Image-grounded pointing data
[Start of Attachment]

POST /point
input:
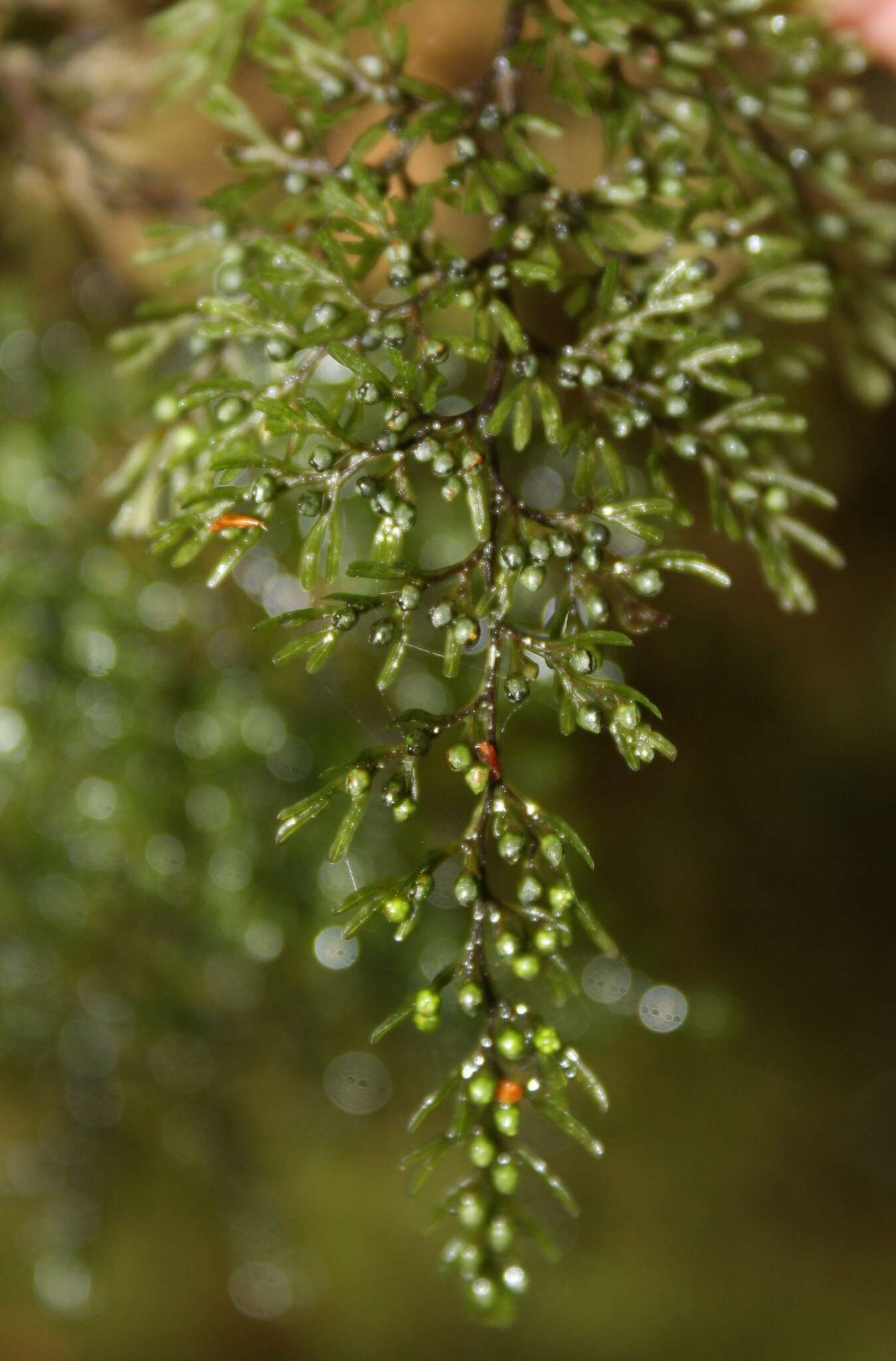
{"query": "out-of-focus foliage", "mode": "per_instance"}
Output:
(149, 949)
(335, 338)
(192, 1011)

[End of Attachment]

> _What you should do_: Quote the entries in full. Any image among them is to be omitted from the copy.

> _Exercise output_:
POST /point
input:
{"query": "out-of-focus foliage", "mode": "per_instance"}
Output:
(149, 949)
(335, 338)
(192, 1011)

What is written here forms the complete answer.